Exercise description: Every record below should be written out exactly; pictures stay out.

--

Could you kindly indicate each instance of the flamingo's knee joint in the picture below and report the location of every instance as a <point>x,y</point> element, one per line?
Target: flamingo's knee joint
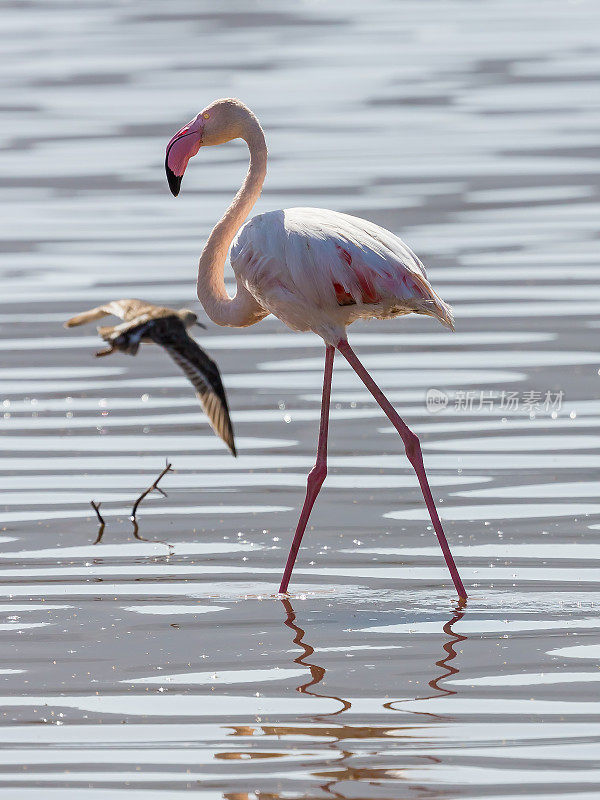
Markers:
<point>317,475</point>
<point>412,446</point>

--

Exercise response:
Could you kindly indicate each instance of the flamingo's knee joint in the picture below and report the location of every instance as a <point>x,y</point> element, one per line?
Target: flamingo's knee joint
Markers:
<point>317,475</point>
<point>412,446</point>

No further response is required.